*** PROVIDED PASSAGE Section Begins ***

According to Business Insider, streaming of “Born” increased by 4,950% on Spotify, and 12,085% on Pandora. We say screw those penny paying services, buy the album, drop the needle, and enjoy this one as it was meant to be.
8. Jason Isbell – The Nashville Sound
Isbell was born and raised in rural Northern Alabama. His grandfather and uncle both showed him how to play a variety of instruments, starting with the mandolin when Jason was only six years old. Schooled on the sounds of church, the Grand Ole Opry (Isbell played there at 16 years old), bluegrass, and the Muscle Shoals sound, he joined Drive-By Truckers at the age of 22. Spending seven years with the band, he’s moved on to more solo work, and his newest band, 400 Unit, made up primarily of musicians from the Muscle Shoals area.
The Nashville Sound is the newest release on our list, dropping just a couple weeks ago on Southeastern Records. Isbell and the 400 Unit won two Grammy Awards, and two Americana Music Awards for their previous release, Something More Than Free, in 2015. The Nashville Sound debuted at #4 on the Billboard charts, a full two steps above that previous award winner. One song that immediately caught our attention was “White Man’s World.” With a seemingly non-politically correct title, we had to give it a listen. Hint: it’s not what you think.
The genre of Americana is alive and well, with Isbell & the 400 Unit breathing renewed vigor into the style. Cue it up and hear for yourself.

*** PROVIDED PASSAGE Section Ends ***

*TASK OBJECTIVE:* Set down the entire album list excerpt above, word for word.

*** PROVIDED MATERIAL Section Begins ***

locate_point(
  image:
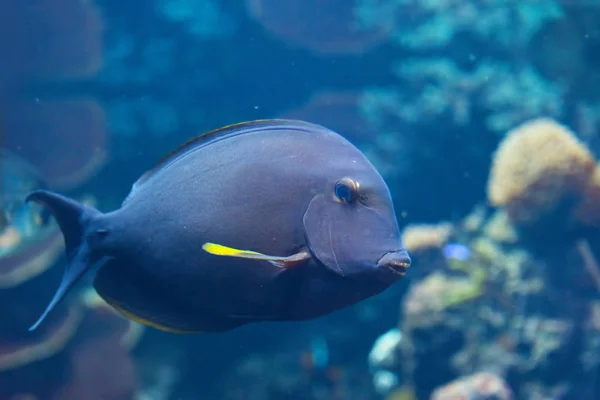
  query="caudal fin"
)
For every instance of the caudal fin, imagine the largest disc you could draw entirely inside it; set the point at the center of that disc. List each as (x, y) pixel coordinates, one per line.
(73, 219)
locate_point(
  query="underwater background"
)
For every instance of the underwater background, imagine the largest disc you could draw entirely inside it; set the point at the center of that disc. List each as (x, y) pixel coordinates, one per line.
(483, 116)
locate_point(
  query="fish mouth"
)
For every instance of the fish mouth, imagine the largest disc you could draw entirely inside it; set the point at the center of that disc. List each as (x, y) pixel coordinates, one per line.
(397, 261)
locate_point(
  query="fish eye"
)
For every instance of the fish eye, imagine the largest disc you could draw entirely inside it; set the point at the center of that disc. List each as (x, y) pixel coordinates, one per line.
(346, 190)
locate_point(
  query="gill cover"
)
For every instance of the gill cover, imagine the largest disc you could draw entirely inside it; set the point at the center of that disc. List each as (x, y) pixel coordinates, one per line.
(349, 238)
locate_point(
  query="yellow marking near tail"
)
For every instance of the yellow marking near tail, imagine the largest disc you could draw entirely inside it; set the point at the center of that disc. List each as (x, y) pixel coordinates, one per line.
(146, 322)
(219, 250)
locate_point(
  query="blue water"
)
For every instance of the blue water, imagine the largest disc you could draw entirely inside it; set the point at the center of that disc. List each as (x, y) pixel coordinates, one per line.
(93, 93)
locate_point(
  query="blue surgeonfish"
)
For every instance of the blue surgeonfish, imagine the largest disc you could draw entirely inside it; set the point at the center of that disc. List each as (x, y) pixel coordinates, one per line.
(269, 220)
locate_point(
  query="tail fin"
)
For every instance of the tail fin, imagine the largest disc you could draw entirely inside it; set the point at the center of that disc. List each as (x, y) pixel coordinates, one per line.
(73, 219)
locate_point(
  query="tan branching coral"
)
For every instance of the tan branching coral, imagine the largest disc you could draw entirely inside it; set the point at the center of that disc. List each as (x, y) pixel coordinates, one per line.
(423, 237)
(538, 166)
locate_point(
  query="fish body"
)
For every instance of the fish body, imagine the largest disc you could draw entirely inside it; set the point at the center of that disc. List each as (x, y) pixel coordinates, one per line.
(243, 224)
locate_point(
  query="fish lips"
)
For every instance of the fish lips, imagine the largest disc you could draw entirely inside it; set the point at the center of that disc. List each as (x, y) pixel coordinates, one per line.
(397, 261)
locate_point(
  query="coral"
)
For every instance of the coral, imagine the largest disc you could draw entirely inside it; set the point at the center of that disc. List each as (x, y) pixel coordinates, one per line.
(481, 385)
(424, 238)
(507, 94)
(427, 24)
(538, 166)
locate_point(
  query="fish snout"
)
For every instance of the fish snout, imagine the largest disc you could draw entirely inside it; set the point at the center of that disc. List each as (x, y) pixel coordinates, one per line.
(397, 261)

*** PROVIDED MATERIAL Section Ends ***

*OUTPUT:*
According to Business Insider, streaming of “Born” increased by 4,950% on Spotify, and 12,085% on Pandora. We say screw those penny paying services, buy the album, drop the needle, and enjoy this one as it was meant to be.
8. Jason Isbell – The Nashville Sound
Isbell was born and raised in rural Northern Alabama. His grandfather and uncle both showed him how to play a variety of instruments, starting with the mandolin when Jason was only six years old. Schooled on the sounds of church, the Grand Ole Opry (Isbell played there at 16 years old), bluegrass, and the Muscle Shoals sound, he joined Drive-By Truckers at the age of 22. Spending seven years with the band, he’s moved on to more solo work, and his newest band, 400 Unit, made up primarily of musicians from the Muscle Shoals area.
The Nashville Sound is the newest release on our list, dropping just a couple weeks ago on Southeastern Records. Isbell and the 400 Unit won two Grammy Awards, and two Americana Music Awards for their previous release, Something More Than Free, in 2015. The Nashville Sound debuted at #4 on the Billboard charts, a full two steps above that previous award winner. One song that immediately caught our attention was “White Man’s World.” With a seemingly non-politically correct title, we had to give it a listen. Hint: it’s not what you think.
The genre of Americana is alive and well, with Isbell & the 400 Unit breathing renewed vigor into the style. Cue it up and hear for yourself.